## TASK TO CARRY OUT
List every line from the listing below that contains the string "surface", copying each line in full. Only matches with the same capitalization count.

------------------------------------------------

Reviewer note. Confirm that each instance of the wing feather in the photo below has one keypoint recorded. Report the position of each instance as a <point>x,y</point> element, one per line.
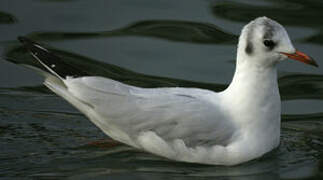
<point>172,113</point>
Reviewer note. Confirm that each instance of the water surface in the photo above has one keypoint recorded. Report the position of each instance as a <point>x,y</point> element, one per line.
<point>147,43</point>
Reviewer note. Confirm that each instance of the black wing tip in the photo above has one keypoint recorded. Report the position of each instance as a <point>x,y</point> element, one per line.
<point>26,41</point>
<point>53,63</point>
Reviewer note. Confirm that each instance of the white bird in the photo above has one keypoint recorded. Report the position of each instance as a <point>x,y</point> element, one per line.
<point>236,125</point>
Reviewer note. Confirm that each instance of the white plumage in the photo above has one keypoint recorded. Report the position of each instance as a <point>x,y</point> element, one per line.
<point>190,124</point>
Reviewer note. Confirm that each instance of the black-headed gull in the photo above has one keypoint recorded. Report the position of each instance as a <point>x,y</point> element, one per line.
<point>236,125</point>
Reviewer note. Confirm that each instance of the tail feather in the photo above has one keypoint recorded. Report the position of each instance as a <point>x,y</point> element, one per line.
<point>53,63</point>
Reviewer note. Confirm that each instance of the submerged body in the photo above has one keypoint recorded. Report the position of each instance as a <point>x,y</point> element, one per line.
<point>188,124</point>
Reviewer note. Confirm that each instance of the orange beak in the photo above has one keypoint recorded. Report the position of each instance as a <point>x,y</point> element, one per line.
<point>302,57</point>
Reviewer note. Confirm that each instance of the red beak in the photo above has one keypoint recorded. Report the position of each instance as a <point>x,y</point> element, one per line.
<point>302,57</point>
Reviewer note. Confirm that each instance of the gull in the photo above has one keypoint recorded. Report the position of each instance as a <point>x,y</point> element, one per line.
<point>193,125</point>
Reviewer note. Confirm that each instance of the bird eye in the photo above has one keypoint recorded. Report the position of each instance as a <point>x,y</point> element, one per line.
<point>269,43</point>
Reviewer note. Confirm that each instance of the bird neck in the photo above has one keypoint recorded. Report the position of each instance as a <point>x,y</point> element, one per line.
<point>253,84</point>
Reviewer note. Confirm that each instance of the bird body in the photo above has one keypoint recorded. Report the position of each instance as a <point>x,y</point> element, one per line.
<point>236,125</point>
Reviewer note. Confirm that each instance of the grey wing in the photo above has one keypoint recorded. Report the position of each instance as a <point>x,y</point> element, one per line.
<point>172,113</point>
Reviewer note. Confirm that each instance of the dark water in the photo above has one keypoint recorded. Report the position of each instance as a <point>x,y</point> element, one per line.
<point>188,43</point>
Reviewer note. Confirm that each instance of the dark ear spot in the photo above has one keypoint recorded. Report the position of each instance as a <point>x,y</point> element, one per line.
<point>249,48</point>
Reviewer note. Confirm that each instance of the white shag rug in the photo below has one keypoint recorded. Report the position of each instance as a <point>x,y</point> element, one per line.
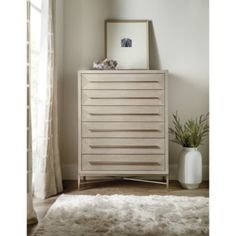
<point>120,215</point>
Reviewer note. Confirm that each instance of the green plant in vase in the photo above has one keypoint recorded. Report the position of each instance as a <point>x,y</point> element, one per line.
<point>190,136</point>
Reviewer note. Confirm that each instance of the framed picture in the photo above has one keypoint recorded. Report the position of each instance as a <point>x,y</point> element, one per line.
<point>127,42</point>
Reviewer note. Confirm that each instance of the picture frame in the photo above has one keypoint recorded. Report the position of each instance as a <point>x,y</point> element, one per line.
<point>127,42</point>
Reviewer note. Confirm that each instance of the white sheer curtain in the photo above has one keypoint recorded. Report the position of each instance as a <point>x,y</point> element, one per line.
<point>31,215</point>
<point>46,161</point>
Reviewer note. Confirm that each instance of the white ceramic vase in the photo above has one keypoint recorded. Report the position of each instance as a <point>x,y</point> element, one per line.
<point>190,168</point>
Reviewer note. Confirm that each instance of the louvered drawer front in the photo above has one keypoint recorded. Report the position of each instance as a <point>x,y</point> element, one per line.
<point>122,162</point>
<point>122,129</point>
<point>123,125</point>
<point>122,146</point>
<point>122,81</point>
<point>122,113</point>
<point>123,97</point>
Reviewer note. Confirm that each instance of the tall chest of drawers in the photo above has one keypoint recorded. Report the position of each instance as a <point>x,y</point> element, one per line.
<point>122,123</point>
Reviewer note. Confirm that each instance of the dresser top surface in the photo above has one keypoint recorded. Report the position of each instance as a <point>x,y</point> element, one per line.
<point>123,71</point>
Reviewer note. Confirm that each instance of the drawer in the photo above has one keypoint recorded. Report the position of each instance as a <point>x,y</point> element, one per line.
<point>123,162</point>
<point>122,129</point>
<point>122,113</point>
<point>122,81</point>
<point>122,146</point>
<point>123,97</point>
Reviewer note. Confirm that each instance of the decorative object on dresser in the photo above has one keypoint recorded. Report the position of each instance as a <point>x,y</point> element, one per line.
<point>105,65</point>
<point>190,136</point>
<point>127,42</point>
<point>122,123</point>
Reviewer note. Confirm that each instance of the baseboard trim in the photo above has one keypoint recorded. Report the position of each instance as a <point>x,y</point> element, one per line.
<point>70,172</point>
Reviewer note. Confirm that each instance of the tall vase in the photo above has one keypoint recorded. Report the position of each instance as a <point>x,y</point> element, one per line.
<point>190,168</point>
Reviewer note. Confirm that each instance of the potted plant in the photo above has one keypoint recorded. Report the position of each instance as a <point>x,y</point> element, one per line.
<point>190,135</point>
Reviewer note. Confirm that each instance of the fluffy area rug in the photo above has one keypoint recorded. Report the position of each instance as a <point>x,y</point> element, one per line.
<point>120,215</point>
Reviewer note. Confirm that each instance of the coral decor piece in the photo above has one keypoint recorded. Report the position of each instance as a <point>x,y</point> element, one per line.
<point>105,65</point>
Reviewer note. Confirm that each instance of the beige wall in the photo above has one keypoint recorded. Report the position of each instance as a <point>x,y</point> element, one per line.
<point>178,42</point>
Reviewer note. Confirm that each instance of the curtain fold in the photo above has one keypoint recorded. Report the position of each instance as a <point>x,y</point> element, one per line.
<point>31,215</point>
<point>47,179</point>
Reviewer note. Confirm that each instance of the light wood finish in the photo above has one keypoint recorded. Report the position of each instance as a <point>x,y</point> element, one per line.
<point>122,129</point>
<point>122,146</point>
<point>123,162</point>
<point>122,113</point>
<point>123,97</point>
<point>115,81</point>
<point>123,123</point>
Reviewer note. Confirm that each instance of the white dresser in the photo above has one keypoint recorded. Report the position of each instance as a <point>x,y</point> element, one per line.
<point>122,123</point>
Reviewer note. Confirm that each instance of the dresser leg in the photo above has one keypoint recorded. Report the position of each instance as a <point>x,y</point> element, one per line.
<point>78,182</point>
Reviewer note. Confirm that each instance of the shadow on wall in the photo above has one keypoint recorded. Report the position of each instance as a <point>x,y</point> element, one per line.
<point>153,49</point>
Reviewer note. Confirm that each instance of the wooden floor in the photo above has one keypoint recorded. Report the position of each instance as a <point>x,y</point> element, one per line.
<point>115,187</point>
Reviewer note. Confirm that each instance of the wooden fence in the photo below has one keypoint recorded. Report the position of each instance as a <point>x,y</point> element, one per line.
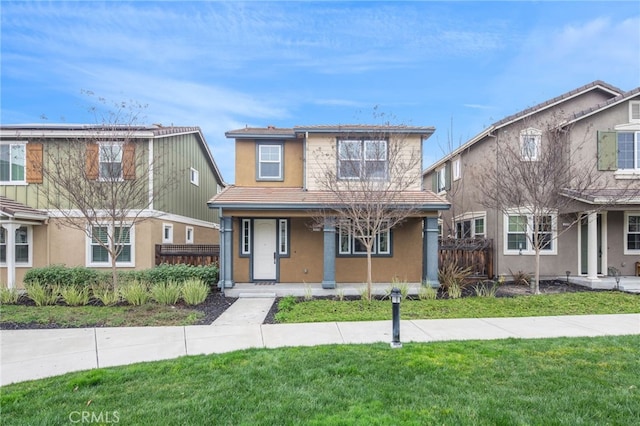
<point>190,254</point>
<point>476,253</point>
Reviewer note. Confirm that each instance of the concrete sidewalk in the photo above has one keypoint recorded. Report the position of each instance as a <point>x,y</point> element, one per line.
<point>35,354</point>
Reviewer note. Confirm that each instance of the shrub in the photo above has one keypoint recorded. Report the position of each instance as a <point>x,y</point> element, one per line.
<point>166,293</point>
<point>9,296</point>
<point>194,291</point>
<point>104,293</point>
<point>134,292</point>
<point>42,294</point>
<point>75,295</point>
<point>62,275</point>
<point>427,292</point>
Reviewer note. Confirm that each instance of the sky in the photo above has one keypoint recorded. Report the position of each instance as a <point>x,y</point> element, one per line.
<point>458,66</point>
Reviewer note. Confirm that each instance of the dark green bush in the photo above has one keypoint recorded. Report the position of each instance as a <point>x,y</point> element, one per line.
<point>62,275</point>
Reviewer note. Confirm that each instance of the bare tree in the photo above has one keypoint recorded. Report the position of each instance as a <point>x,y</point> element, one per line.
<point>101,182</point>
<point>534,173</point>
<point>369,183</point>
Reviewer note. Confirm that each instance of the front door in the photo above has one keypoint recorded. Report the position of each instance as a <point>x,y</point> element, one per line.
<point>584,241</point>
<point>264,249</point>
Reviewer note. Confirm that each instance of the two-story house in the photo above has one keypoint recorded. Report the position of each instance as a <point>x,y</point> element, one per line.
<point>600,229</point>
<point>33,232</point>
<point>269,219</point>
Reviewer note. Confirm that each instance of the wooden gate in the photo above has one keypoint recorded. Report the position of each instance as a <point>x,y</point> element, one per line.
<point>476,253</point>
<point>190,254</point>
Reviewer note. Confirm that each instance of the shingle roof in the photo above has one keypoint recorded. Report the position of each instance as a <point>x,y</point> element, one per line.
<point>14,209</point>
<point>268,198</point>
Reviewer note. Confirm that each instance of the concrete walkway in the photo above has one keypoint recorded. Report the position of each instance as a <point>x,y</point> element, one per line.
<point>35,354</point>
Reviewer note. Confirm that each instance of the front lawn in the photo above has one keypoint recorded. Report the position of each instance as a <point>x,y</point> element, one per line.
<point>564,381</point>
<point>579,303</point>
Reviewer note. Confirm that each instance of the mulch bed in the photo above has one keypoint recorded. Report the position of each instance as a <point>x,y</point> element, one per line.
<point>216,303</point>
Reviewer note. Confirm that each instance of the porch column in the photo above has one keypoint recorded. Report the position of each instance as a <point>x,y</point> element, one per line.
<point>226,253</point>
<point>10,232</point>
<point>329,254</point>
<point>430,250</point>
<point>592,246</point>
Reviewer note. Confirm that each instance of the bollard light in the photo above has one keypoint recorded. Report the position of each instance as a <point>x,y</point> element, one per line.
<point>395,309</point>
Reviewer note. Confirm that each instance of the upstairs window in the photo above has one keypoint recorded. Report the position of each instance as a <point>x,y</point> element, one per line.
<point>12,163</point>
<point>110,160</point>
<point>530,144</point>
<point>270,162</point>
<point>362,159</point>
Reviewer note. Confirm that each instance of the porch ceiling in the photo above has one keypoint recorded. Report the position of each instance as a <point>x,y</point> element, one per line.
<point>267,198</point>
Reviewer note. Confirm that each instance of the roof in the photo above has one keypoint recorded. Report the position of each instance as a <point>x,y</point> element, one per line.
<point>62,130</point>
<point>15,210</point>
<point>298,131</point>
<point>268,198</point>
<point>594,85</point>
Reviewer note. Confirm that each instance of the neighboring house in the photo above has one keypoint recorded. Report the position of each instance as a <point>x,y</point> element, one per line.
<point>608,235</point>
<point>32,233</point>
<point>269,226</point>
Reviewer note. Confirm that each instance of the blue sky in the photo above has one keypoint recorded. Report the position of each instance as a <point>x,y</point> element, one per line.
<point>457,66</point>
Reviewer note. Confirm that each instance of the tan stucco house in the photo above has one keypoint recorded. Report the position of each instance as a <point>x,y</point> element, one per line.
<point>604,121</point>
<point>32,233</point>
<point>269,218</point>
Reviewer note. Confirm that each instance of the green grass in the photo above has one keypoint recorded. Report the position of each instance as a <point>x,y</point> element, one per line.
<point>566,381</point>
<point>580,303</point>
<point>106,316</point>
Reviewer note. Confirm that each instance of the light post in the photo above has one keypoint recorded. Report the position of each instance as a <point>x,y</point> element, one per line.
<point>395,309</point>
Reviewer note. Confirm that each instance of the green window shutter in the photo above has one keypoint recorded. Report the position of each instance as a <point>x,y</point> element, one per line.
<point>607,150</point>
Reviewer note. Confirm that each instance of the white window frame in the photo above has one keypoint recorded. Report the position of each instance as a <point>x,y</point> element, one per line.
<point>189,234</point>
<point>245,236</point>
<point>441,180</point>
<point>29,243</point>
<point>262,161</point>
<point>101,146</point>
<point>89,244</point>
<point>456,165</point>
<point>167,233</point>
<point>194,176</point>
<point>530,138</point>
<point>625,241</point>
<point>11,145</point>
<point>634,112</point>
<point>359,158</point>
<point>528,232</point>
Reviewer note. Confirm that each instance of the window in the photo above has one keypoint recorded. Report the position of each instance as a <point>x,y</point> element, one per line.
<point>457,169</point>
<point>470,228</point>
<point>632,233</point>
<point>362,159</point>
<point>245,237</point>
<point>122,238</point>
<point>22,245</point>
<point>441,179</point>
<point>12,162</point>
<point>628,150</point>
<point>167,233</point>
<point>519,234</point>
<point>270,162</point>
<point>194,176</point>
<point>110,160</point>
<point>530,144</point>
<point>348,244</point>
<point>283,237</point>
<point>634,112</point>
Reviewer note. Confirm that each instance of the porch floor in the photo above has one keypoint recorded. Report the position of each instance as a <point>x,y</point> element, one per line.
<point>627,284</point>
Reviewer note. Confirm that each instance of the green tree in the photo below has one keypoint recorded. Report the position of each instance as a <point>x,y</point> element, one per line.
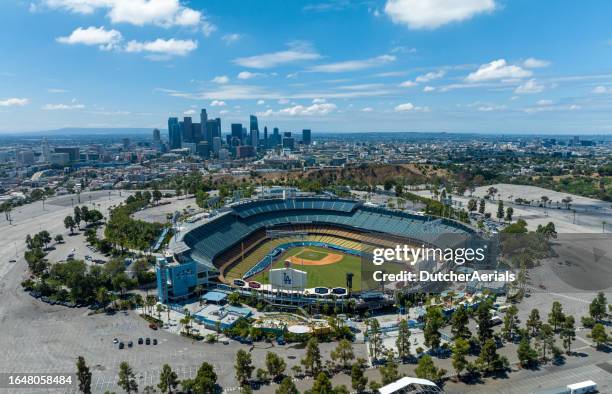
<point>483,317</point>
<point>374,338</point>
<point>205,381</point>
<point>599,335</point>
<point>597,308</point>
<point>545,340</point>
<point>511,322</point>
<point>127,379</point>
<point>312,358</point>
<point>84,376</point>
<point>500,210</point>
<point>481,206</point>
<point>359,381</point>
<point>488,359</point>
<point>461,348</point>
<point>287,387</point>
<point>244,366</point>
<point>556,316</point>
<point>343,354</point>
<point>403,340</point>
<point>389,371</point>
<point>526,354</point>
<point>168,380</point>
<point>459,324</point>
<point>533,322</point>
<point>69,223</point>
<point>275,365</point>
<point>321,385</point>
<point>509,213</point>
<point>568,333</point>
<point>433,323</point>
<point>426,369</point>
<point>472,205</point>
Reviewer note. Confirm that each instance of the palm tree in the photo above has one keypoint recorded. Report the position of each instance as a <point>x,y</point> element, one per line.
<point>198,290</point>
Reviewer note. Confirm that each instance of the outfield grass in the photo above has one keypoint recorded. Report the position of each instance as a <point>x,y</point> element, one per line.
<point>313,255</point>
<point>331,275</point>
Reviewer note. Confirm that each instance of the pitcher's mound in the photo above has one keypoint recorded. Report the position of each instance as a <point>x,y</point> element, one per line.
<point>302,258</point>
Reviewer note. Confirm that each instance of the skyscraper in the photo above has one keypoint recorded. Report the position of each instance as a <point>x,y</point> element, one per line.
<point>265,142</point>
<point>306,137</point>
<point>254,131</point>
<point>237,131</point>
<point>45,151</point>
<point>174,133</point>
<point>187,129</point>
<point>203,121</point>
<point>213,129</point>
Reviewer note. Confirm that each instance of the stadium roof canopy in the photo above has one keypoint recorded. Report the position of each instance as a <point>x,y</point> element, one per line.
<point>410,385</point>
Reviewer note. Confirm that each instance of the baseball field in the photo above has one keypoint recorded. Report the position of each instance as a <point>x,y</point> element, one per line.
<point>325,267</point>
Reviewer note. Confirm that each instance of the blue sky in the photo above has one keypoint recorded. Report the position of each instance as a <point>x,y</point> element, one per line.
<point>496,66</point>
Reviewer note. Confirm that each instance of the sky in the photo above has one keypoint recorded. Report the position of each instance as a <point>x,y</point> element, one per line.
<point>494,66</point>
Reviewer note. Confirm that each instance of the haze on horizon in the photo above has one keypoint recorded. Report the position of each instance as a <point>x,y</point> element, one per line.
<point>483,66</point>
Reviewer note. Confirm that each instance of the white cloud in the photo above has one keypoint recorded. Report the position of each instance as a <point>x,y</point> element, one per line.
<point>164,13</point>
<point>231,38</point>
<point>249,75</point>
<point>314,109</point>
<point>408,84</point>
<point>431,14</point>
<point>430,76</point>
<point>409,107</point>
<point>531,86</point>
<point>208,28</point>
<point>298,51</point>
<point>497,69</point>
<point>491,108</point>
<point>601,90</point>
<point>353,65</point>
<point>62,107</point>
<point>105,39</point>
<point>163,47</point>
<point>14,102</point>
<point>535,63</point>
<point>221,79</point>
<point>547,106</point>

------------------------------------------------

## RESPONSE TO THIS TASK
Reviewer note. Confirm that each instance of the water surface in the photo above has one keypoint recorded. Report the position of each instance as a <point>x,y</point> element, one per line.
Reviewer note. Confirm that each instance of the dresser top surface in the photo above has one keypoint recorded. Report the position of each instance as a <point>x,y</point> element, one per line.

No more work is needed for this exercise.